(Stored data)
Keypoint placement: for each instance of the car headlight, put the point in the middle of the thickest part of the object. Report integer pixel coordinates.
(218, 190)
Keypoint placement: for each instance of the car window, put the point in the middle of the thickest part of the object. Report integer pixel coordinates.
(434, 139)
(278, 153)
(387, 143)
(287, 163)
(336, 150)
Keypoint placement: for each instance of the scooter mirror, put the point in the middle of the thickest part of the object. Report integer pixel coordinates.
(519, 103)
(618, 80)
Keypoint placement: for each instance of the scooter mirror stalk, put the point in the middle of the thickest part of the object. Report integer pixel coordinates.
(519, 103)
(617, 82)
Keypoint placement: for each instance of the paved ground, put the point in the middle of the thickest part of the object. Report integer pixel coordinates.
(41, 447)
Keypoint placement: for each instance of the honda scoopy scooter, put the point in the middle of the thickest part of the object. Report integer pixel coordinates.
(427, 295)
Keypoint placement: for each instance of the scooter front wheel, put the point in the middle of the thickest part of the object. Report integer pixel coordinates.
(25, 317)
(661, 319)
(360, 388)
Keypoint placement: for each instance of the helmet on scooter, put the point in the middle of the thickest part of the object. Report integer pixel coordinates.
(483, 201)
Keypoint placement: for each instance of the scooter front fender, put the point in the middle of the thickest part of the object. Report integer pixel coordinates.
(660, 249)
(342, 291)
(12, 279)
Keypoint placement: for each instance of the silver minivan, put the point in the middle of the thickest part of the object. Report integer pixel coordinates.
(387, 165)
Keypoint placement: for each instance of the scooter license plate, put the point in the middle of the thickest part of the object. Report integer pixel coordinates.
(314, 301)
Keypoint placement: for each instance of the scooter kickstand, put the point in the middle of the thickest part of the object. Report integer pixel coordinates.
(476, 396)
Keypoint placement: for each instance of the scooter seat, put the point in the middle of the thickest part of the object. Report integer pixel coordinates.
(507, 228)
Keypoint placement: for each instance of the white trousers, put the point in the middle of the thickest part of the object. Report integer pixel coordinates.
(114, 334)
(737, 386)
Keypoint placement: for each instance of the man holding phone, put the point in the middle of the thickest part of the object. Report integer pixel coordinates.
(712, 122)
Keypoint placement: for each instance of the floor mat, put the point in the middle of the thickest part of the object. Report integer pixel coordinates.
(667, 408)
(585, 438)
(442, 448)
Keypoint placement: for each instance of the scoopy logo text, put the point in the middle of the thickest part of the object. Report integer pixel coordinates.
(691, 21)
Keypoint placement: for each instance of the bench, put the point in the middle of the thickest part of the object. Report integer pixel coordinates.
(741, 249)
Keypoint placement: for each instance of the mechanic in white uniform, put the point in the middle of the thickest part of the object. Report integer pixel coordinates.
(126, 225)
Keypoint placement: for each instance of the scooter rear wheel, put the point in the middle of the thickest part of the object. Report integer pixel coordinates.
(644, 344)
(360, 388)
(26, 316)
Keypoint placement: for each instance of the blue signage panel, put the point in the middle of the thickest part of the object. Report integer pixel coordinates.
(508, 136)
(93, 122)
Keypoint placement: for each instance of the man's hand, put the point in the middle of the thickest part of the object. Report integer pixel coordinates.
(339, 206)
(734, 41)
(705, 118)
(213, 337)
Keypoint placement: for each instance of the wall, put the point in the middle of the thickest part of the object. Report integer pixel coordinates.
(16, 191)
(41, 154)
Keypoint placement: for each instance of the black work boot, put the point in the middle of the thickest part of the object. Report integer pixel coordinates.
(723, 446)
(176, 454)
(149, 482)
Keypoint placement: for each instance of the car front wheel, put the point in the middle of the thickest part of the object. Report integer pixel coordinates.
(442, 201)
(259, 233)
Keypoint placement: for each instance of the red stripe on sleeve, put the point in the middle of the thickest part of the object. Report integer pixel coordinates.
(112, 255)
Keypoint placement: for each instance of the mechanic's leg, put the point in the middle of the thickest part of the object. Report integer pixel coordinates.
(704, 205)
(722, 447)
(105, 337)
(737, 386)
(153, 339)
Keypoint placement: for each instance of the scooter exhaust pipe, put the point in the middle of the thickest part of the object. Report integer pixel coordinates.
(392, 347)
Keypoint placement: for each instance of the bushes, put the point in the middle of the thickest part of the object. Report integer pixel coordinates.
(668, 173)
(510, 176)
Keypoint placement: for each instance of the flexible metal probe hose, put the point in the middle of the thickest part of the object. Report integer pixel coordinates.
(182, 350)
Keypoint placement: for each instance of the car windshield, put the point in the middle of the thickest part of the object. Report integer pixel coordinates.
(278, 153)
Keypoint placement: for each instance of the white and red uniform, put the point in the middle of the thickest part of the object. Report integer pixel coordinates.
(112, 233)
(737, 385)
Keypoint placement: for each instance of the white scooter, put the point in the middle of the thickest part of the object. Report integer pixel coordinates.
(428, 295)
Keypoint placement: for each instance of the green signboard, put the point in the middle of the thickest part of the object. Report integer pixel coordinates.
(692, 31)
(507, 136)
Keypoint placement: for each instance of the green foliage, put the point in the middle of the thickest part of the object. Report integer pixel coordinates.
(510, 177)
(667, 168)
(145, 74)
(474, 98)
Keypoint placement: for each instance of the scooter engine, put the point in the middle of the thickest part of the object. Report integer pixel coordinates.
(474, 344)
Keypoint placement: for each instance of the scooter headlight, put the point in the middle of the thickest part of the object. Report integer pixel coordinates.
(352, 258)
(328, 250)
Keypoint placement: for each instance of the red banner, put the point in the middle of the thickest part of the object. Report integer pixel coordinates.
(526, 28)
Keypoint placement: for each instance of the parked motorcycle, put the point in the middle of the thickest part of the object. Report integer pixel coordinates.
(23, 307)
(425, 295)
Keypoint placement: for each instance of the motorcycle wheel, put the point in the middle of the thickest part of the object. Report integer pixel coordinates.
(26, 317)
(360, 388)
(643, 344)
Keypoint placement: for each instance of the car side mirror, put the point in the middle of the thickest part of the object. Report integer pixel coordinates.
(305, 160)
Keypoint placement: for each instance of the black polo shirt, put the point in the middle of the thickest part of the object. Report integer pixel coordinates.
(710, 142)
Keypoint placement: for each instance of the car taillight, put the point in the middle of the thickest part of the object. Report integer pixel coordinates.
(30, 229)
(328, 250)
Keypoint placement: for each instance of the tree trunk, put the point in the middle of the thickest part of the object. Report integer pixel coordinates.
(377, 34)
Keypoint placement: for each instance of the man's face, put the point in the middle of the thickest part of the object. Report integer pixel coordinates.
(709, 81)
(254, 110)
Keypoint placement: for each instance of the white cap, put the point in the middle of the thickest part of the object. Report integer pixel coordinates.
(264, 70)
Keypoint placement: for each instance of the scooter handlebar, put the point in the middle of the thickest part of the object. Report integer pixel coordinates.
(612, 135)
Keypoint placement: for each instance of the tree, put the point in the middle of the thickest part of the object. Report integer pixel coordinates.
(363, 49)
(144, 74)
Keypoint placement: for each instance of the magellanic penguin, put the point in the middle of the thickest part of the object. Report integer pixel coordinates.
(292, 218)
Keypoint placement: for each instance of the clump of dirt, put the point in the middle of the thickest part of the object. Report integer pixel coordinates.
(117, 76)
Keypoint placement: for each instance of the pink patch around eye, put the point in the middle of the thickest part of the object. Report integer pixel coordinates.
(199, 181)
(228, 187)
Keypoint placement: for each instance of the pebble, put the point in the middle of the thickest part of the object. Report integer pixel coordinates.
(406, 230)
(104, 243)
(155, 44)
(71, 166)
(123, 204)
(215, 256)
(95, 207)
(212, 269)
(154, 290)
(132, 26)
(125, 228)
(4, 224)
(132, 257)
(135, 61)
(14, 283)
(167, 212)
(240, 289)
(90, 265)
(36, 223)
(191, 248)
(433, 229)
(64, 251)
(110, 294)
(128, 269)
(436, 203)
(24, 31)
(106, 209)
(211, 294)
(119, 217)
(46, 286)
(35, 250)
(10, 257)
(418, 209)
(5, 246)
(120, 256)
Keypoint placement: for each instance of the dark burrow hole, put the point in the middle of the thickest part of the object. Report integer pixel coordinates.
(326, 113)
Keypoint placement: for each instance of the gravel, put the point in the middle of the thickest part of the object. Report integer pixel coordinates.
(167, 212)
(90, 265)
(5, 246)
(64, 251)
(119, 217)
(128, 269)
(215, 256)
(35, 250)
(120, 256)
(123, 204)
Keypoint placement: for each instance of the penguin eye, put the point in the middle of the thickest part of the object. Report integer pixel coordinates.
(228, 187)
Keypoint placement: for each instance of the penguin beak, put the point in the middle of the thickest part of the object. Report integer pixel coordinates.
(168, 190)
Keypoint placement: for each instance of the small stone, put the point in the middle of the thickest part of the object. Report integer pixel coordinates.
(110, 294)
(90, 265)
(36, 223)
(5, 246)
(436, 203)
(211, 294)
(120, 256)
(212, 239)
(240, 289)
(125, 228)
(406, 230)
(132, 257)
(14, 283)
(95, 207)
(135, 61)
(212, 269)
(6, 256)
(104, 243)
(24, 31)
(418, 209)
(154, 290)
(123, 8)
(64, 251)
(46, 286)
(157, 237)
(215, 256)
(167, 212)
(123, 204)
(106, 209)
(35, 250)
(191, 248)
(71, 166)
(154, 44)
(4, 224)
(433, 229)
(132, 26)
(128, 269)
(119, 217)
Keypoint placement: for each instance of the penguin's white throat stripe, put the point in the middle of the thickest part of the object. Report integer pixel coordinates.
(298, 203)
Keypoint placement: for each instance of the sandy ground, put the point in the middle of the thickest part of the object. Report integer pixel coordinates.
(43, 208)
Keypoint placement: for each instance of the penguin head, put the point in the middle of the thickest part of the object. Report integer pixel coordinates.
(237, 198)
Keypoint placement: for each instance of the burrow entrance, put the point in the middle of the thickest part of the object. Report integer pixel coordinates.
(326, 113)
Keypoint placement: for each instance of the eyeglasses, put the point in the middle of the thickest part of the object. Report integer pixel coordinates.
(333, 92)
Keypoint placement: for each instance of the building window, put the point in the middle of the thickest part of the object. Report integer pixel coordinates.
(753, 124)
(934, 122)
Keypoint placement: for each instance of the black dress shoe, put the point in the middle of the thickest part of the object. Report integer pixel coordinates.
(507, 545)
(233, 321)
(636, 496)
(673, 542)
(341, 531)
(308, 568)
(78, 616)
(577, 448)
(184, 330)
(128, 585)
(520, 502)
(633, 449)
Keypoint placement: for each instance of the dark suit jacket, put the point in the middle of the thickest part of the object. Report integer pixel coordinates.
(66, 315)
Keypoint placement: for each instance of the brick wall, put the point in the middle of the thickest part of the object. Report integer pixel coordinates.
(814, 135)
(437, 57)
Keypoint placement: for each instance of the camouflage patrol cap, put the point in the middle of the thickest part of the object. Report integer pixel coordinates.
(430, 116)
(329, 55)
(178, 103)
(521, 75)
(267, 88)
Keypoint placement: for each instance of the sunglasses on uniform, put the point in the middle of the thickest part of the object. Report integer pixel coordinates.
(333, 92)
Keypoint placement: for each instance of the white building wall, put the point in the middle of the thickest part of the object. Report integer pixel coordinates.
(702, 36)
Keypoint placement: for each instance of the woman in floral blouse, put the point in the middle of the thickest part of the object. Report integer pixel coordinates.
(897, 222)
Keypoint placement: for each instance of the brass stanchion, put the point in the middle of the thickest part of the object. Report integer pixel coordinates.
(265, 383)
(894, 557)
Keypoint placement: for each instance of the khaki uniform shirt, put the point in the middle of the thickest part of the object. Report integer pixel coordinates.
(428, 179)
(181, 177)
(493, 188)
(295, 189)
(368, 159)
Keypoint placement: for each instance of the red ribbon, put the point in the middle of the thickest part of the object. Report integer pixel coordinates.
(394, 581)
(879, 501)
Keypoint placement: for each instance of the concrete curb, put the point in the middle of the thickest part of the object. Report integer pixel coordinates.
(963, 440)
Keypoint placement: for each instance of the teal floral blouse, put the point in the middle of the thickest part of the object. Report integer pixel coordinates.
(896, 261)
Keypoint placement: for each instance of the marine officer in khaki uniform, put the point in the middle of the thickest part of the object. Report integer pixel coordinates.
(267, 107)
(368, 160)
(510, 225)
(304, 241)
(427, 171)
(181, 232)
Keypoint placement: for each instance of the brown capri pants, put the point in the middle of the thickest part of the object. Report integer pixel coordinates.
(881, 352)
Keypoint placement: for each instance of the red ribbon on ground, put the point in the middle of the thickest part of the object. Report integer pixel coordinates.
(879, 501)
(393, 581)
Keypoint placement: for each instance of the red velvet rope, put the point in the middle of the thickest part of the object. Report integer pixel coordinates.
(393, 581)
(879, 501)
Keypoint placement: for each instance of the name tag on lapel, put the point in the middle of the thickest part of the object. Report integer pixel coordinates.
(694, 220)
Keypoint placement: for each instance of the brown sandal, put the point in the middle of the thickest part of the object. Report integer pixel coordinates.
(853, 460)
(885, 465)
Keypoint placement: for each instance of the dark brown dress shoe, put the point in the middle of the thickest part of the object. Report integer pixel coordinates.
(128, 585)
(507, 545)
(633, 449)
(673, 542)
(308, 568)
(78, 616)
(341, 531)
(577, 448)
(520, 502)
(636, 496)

Task
Repeat only the stretch of lines starting at the one containing "Keypoint placement: for each instance of the teal" and running to the final line of the entries above.

Task response
Keypoint placement: for each instance of the teal floral blouse, put the point in the middle of the thickest part of the object. Report integer pixel coordinates.
(896, 261)
Keypoint placement: for each instance of the marine officer in khaki uniform, put the point in the middle of the thickest part of the object. Report integer pixel coordinates.
(267, 107)
(368, 160)
(510, 225)
(304, 241)
(427, 171)
(181, 232)
Keypoint placement: for each instance of the brown capri pants, put the point in the middle of the thickest part of the object. Report integer pixel coordinates.
(881, 352)
Keypoint placement: for each instance of the red ribbon on ground, put the point in the middle of the thickest part of the object. Report integer pixel coordinates.
(879, 501)
(393, 581)
Keypoint placement: for each instance of the red velvet rope, put the point in the middle of the thickest part of the object. Report integer pixel coordinates.
(393, 581)
(879, 501)
Keypoint placement: for each instance of the name tag on lapel, put the point in the middle of the thickest part of the object. Report integer pixel coordinates.
(694, 220)
Keypoint placement: for each instance of the brown sandal, put the point in the middle of the thickest part of the object. Report integer pixel coordinates.
(853, 460)
(885, 465)
Keypoint placement: for each instance of the dark brown dress shoe, put the point in the middle of the thickest part of the object. Report integer pixel coordinates.
(128, 585)
(507, 545)
(633, 449)
(673, 542)
(308, 568)
(78, 616)
(341, 531)
(577, 448)
(520, 502)
(636, 496)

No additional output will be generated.